Items from a dataset:
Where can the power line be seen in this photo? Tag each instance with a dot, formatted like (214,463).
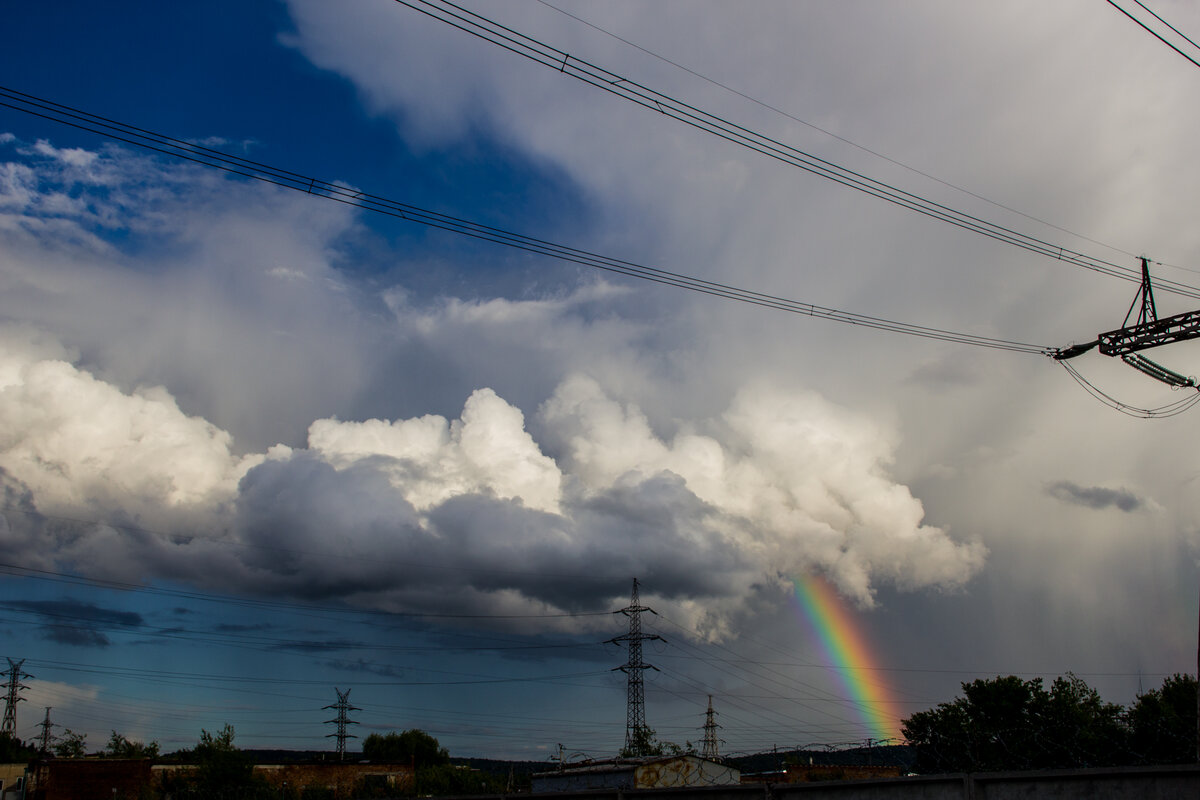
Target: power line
(601,78)
(1156,34)
(348,196)
(832,134)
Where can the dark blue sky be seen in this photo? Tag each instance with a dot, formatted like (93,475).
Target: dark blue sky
(256,445)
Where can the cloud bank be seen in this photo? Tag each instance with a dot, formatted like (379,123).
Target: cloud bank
(468,515)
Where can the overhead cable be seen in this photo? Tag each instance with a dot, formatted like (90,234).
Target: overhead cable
(601,78)
(349,196)
(1156,34)
(834,136)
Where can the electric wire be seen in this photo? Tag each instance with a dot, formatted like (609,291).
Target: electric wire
(348,196)
(1156,34)
(601,78)
(840,138)
(1162,411)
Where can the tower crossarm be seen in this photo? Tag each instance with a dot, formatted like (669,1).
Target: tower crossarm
(1158,332)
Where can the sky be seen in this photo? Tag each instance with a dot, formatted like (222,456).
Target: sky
(257,445)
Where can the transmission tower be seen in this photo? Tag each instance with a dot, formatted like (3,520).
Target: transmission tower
(343,707)
(13,696)
(47,737)
(709,746)
(637,735)
(1147,331)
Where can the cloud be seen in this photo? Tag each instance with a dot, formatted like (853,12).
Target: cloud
(60,696)
(472,515)
(73,623)
(1095,497)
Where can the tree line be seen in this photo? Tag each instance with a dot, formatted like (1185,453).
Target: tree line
(1008,723)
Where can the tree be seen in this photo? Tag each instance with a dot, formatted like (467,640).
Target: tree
(412,746)
(1163,722)
(121,747)
(221,769)
(71,745)
(1008,723)
(646,743)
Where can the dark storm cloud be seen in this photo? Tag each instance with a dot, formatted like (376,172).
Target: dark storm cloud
(319,645)
(78,624)
(361,666)
(1096,497)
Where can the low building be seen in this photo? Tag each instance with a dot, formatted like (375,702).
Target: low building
(12,781)
(82,779)
(653,773)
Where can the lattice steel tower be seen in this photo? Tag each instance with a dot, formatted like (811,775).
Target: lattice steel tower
(637,735)
(343,708)
(13,696)
(47,737)
(709,746)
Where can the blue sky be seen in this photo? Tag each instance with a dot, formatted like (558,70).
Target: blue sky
(255,435)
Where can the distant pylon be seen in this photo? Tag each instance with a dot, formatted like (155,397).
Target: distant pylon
(343,708)
(637,734)
(13,696)
(709,747)
(45,749)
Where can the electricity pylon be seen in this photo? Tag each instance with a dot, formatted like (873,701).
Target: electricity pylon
(1147,331)
(709,749)
(637,734)
(47,737)
(343,707)
(13,696)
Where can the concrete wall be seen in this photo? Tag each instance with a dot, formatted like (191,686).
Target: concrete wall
(1131,783)
(83,779)
(673,771)
(11,780)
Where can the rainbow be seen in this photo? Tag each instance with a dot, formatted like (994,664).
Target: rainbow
(846,654)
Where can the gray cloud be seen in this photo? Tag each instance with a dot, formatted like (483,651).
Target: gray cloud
(77,624)
(1096,497)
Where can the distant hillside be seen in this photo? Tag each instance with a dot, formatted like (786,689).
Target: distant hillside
(889,756)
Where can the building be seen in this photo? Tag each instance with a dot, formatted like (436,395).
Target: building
(653,773)
(12,781)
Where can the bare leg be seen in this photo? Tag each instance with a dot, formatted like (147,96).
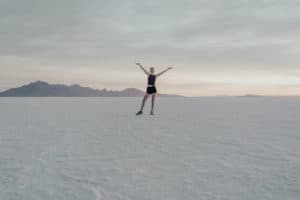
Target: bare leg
(144,101)
(152,103)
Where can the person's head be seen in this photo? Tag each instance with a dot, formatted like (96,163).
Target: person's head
(152,70)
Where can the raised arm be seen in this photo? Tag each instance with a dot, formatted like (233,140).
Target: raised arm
(147,73)
(164,71)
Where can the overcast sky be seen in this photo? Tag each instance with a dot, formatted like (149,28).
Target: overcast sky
(228,47)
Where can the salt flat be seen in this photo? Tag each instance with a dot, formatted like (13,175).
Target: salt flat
(212,148)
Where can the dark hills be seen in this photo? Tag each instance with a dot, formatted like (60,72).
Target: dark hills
(43,89)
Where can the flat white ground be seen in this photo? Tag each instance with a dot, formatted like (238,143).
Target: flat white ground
(193,148)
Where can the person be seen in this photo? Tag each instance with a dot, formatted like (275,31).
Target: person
(151,89)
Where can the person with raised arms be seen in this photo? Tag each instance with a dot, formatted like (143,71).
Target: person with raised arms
(151,88)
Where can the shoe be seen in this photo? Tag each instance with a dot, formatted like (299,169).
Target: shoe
(139,113)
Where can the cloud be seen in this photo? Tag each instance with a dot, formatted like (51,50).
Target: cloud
(108,35)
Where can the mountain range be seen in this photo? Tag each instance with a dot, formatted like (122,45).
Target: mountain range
(44,89)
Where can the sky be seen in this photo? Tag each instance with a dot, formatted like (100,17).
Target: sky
(229,47)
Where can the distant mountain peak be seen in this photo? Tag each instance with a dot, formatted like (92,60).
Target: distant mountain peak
(44,89)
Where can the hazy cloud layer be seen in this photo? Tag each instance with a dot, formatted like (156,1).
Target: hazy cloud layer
(59,38)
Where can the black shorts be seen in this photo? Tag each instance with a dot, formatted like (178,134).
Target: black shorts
(151,90)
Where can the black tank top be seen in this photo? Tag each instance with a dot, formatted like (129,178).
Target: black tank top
(151,80)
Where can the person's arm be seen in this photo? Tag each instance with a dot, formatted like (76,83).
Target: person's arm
(147,73)
(164,71)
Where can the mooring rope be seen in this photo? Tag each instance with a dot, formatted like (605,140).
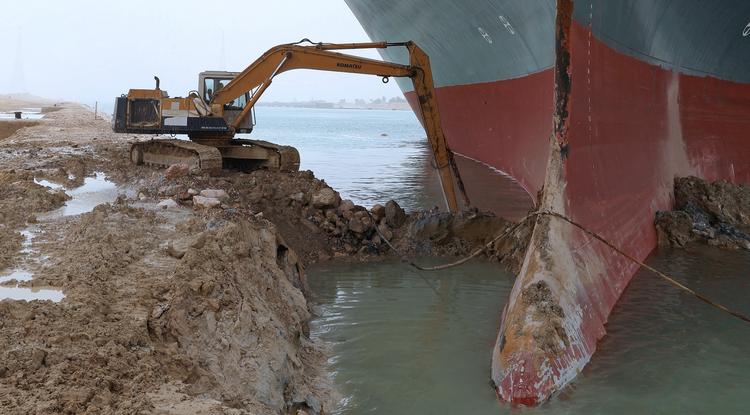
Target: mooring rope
(671,280)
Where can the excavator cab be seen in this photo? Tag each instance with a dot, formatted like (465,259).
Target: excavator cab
(211,82)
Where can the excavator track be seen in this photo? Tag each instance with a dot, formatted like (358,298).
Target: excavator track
(288,156)
(165,153)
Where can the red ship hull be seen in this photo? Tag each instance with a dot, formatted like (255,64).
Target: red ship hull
(637,93)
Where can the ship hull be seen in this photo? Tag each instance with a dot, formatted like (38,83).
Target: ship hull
(640,92)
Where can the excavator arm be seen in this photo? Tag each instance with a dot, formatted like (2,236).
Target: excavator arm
(321,56)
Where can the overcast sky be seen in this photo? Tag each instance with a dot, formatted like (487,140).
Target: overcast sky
(86,50)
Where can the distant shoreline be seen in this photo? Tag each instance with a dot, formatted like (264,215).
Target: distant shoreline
(331,108)
(393,104)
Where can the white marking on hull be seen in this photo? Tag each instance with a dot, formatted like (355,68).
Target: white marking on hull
(507,24)
(485,35)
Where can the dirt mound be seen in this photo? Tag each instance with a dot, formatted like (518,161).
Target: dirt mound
(8,128)
(715,213)
(224,323)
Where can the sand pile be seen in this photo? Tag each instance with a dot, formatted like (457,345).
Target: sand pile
(715,213)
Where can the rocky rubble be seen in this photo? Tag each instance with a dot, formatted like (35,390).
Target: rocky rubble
(187,295)
(319,225)
(715,213)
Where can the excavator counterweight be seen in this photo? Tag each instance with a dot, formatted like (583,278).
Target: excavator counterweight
(223,106)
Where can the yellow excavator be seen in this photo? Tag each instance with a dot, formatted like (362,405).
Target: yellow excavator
(223,106)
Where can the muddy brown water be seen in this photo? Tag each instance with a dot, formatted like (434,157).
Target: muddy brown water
(399,345)
(402,342)
(94,191)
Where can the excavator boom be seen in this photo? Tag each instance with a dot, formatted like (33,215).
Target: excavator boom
(259,75)
(212,116)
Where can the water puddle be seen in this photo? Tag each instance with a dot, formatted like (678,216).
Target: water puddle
(405,343)
(26,114)
(94,191)
(400,346)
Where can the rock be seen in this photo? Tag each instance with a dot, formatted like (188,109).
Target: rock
(326,198)
(206,202)
(169,190)
(214,193)
(378,212)
(394,215)
(177,170)
(37,358)
(168,204)
(309,225)
(674,228)
(356,226)
(178,248)
(384,230)
(346,206)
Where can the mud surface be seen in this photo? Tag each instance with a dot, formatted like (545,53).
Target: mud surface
(714,213)
(171,307)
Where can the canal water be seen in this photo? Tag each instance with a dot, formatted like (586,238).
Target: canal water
(419,343)
(372,156)
(405,342)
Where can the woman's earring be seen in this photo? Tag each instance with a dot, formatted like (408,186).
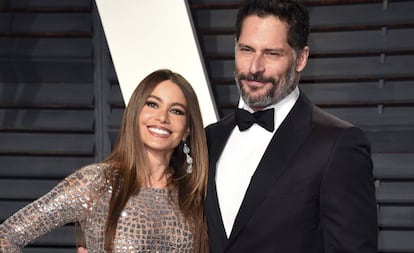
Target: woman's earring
(188,159)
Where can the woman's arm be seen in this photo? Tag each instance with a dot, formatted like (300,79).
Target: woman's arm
(67,202)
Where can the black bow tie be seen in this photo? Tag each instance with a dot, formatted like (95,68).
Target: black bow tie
(264,118)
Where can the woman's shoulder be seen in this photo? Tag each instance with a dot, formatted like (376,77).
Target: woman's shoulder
(91,176)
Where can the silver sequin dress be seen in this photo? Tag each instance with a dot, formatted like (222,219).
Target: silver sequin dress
(150,222)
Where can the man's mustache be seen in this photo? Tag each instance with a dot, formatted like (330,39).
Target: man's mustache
(256,78)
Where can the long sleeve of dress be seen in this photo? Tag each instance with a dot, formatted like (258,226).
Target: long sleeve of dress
(68,202)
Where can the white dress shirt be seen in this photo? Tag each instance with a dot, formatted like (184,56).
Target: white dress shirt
(240,158)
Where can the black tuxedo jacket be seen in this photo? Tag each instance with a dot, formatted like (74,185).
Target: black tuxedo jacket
(312,192)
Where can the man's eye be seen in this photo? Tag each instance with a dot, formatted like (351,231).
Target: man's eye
(245,49)
(273,53)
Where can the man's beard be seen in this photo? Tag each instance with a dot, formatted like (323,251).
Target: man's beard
(279,90)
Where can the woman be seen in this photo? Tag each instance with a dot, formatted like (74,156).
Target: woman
(147,196)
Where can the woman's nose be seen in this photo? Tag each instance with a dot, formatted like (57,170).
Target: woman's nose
(163,116)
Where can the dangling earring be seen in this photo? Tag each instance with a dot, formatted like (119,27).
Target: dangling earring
(189,159)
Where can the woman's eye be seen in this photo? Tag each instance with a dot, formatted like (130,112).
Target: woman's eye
(177,111)
(151,104)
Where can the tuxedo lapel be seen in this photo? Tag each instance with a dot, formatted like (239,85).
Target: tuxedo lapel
(284,144)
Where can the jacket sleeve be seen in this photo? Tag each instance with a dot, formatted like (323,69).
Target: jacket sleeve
(347,200)
(65,203)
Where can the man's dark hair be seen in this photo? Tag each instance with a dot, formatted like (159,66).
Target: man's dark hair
(289,11)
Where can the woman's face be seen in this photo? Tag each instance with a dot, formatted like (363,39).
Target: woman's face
(163,119)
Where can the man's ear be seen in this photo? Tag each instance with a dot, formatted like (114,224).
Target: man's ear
(302,59)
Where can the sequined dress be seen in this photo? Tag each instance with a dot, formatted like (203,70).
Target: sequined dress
(150,222)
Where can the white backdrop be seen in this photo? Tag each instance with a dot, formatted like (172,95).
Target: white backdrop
(145,35)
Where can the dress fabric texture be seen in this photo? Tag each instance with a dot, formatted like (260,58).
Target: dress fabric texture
(150,222)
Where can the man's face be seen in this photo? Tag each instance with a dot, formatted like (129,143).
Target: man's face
(267,67)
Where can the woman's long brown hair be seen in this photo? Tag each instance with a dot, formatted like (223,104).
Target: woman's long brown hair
(131,165)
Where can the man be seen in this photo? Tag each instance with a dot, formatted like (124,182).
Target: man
(305,185)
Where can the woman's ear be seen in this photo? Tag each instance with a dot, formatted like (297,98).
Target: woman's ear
(186,134)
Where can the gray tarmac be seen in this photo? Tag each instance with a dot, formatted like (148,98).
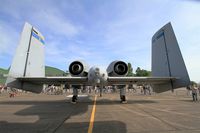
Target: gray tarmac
(41,113)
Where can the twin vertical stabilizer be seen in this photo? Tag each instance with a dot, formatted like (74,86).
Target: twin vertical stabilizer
(28,60)
(167,60)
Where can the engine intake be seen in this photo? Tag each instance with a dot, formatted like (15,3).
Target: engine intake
(117,68)
(78,68)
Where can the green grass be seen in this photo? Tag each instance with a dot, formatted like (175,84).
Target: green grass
(49,71)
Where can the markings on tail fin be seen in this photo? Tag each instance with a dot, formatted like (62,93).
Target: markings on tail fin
(39,38)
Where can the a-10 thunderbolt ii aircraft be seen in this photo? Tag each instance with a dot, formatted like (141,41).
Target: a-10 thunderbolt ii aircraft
(27,71)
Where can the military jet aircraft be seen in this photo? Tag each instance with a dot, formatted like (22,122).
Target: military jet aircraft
(27,71)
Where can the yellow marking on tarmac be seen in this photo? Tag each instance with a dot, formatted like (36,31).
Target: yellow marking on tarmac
(92,116)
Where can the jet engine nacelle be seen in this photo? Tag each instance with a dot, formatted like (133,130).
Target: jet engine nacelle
(78,68)
(117,68)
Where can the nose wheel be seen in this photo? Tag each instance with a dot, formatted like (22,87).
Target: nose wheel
(74,99)
(123,99)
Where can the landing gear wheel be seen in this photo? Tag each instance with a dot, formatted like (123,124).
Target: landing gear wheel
(123,99)
(74,99)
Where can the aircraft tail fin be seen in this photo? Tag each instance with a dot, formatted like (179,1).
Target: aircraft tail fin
(28,60)
(167,60)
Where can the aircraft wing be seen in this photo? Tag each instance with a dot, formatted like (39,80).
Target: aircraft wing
(54,80)
(140,80)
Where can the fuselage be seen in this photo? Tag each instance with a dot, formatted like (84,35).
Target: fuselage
(97,76)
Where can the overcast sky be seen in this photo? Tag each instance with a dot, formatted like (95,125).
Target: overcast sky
(100,31)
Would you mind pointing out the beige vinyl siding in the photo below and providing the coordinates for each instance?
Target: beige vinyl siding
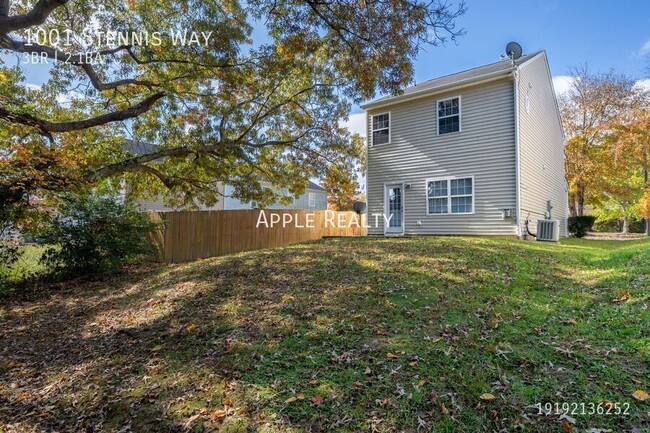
(541, 146)
(484, 149)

Problem statement: Set down the lines from the one containing "Target: nose wheel" through the last line of the records above, both included, exactly as they appear and with no other text. Pictures should not be set down.

Written response:
Target: nose wheel
(74,99)
(123,99)
Where can the landing gear wheel be seen in this photo? Tag each instance with a dot, formatted like (123,124).
Target: landing gear wheel
(123,99)
(74,99)
Where can the aircraft tail fin be seen in this photo? Tag each instance with a dot, formatted like (179,1).
Target: aircraft tail fin
(28,60)
(167,60)
Where can the aircraft wing be seen in this photo? Tag each instance with a dot, formatted like (39,80).
Target: aircraft wing
(54,80)
(140,80)
Where can the fuselage be seen in this photo? Tag each instance with a dot, formatted like (84,35).
Target: fuselage
(97,76)
Where can the overcast sky be seen in this photo? Tag each instance with a dot, formatted like (95,125).
Target: overcast sky
(100,31)
Would you mind pointing out the beige vinyl siding in the photo below and providing the coordinates for each instance?
Target: beige vinyl siding
(541, 146)
(484, 149)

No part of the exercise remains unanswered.